- [EXERCISE MATERIAL]:

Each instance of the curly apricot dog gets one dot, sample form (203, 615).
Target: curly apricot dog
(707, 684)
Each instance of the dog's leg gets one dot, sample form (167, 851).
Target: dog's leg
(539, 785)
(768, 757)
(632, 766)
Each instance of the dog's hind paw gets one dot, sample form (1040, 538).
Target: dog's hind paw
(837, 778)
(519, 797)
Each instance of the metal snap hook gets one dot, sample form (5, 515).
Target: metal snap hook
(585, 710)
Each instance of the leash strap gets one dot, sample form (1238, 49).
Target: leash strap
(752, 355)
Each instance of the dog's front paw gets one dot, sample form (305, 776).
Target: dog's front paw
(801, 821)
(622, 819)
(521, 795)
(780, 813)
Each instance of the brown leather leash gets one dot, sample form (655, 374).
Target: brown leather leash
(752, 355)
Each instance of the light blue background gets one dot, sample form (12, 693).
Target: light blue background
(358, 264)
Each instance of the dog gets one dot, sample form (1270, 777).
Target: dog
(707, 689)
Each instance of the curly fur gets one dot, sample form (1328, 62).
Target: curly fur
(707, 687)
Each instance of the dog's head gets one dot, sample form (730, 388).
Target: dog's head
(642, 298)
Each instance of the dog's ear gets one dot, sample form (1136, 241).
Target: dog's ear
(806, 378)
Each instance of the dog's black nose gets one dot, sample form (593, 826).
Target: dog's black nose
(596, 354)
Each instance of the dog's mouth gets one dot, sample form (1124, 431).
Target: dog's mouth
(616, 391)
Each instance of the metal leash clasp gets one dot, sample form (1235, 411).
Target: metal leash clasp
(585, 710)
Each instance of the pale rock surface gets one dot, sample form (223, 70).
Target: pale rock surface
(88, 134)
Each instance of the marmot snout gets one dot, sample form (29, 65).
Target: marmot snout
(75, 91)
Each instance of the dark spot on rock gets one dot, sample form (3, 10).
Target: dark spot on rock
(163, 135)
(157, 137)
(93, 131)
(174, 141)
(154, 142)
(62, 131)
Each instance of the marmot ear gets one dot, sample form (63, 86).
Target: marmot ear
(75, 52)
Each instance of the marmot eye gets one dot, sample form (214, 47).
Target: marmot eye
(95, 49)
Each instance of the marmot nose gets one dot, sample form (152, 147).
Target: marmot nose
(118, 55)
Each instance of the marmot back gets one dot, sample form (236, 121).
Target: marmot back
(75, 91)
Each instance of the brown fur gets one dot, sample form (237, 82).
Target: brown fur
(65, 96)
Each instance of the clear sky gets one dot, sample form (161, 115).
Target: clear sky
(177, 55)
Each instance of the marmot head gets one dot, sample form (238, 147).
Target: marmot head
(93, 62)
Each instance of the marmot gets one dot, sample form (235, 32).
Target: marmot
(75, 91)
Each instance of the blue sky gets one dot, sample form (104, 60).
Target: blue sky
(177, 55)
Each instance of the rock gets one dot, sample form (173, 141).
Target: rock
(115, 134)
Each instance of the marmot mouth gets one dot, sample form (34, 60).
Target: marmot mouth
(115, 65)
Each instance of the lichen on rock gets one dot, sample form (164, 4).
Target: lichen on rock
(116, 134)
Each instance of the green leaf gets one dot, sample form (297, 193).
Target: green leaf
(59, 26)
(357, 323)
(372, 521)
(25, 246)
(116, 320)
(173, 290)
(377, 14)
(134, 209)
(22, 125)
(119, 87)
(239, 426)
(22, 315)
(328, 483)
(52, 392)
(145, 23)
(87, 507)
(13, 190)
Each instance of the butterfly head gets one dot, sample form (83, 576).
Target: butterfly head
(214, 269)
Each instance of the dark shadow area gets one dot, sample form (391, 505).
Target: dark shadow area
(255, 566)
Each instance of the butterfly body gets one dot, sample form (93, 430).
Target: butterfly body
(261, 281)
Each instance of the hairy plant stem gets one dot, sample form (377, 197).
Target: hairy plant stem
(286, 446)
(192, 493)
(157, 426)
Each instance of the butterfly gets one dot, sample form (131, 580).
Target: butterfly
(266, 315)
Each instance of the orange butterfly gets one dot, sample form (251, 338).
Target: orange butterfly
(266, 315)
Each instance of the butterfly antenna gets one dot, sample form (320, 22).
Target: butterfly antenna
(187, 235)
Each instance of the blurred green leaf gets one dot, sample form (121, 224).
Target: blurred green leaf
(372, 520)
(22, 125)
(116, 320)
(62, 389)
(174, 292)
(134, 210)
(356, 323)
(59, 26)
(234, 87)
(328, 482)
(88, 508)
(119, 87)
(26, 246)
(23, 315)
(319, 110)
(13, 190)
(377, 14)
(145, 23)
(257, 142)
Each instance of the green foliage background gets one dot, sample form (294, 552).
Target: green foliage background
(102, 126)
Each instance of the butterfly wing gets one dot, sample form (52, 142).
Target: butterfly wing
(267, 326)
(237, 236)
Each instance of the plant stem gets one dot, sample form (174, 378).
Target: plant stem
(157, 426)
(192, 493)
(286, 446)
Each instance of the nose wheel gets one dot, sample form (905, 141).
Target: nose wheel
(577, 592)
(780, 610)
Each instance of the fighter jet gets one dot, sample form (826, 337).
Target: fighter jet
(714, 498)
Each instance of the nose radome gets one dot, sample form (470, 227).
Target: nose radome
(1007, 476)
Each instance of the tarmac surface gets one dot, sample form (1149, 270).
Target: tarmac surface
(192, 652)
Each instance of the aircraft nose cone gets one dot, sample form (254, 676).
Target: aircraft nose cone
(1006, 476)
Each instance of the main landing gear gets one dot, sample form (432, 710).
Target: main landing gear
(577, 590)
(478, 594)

- [WHAT THE TASK REQUIRES]: Reproduce the material above from the line containing "Each instance of the butterfly gets" through the end of the material, inclusive, keeping every request line. In that span, multiply each answer coordinate by 1.2 and round to the nearest whole number, with halves rounded up, leaving the sample-form coordinates in the requests unchanged.

- [EXERCISE RESULT]:
Each instance of the butterfly gets one dot, sample form (131, 580).
Target: butterfly
(319, 378)
Each instance of the orange butterfly gets one dot, sample form (251, 338).
Target: orange butterfly
(319, 378)
Each instance of the butterfly antenna gets one dot, sample form (320, 22).
Target: butterfly antenna
(224, 282)
Each instance of the blurred green leaf gets one dot, sample form (121, 224).
Target: blurred green leaf
(446, 624)
(26, 150)
(139, 384)
(74, 467)
(209, 350)
(161, 252)
(427, 388)
(71, 31)
(281, 104)
(394, 578)
(106, 610)
(143, 104)
(31, 295)
(28, 378)
(383, 132)
(16, 228)
(452, 17)
(174, 28)
(308, 170)
Each instance of the green foliage background gets one dot, sample form (294, 552).
Target: green foliage background
(122, 151)
Each instance of the butterfly wing gets one dot, sample form (52, 142).
Target: butterfly wing
(320, 391)
(284, 283)
Each instance of the plant stem gets one dot, sample form (174, 378).
Target: plant stem
(188, 511)
(230, 592)
(343, 535)
Each instance of the nose wheel gets one dot, sample form (905, 141).
Target: nose wheel
(692, 710)
(936, 732)
Each instance of the fighter jet gets one dot, sample form (826, 337).
Target: fighter jet
(857, 598)
Each instance of the nose radome gets one dot, sample form (470, 227).
Target: nose radome
(1208, 571)
Each instance of the tarmac surface gets one dot, sample form (1149, 270).
Target: tarmac surface
(230, 782)
Each instance of the aircraft nose cone gets one dot, sample form (254, 676).
Target: aircraft nose cone
(1207, 571)
Each instance of the main landing gear gets one dot, sample form (432, 710).
Target: main landing gear
(692, 708)
(574, 713)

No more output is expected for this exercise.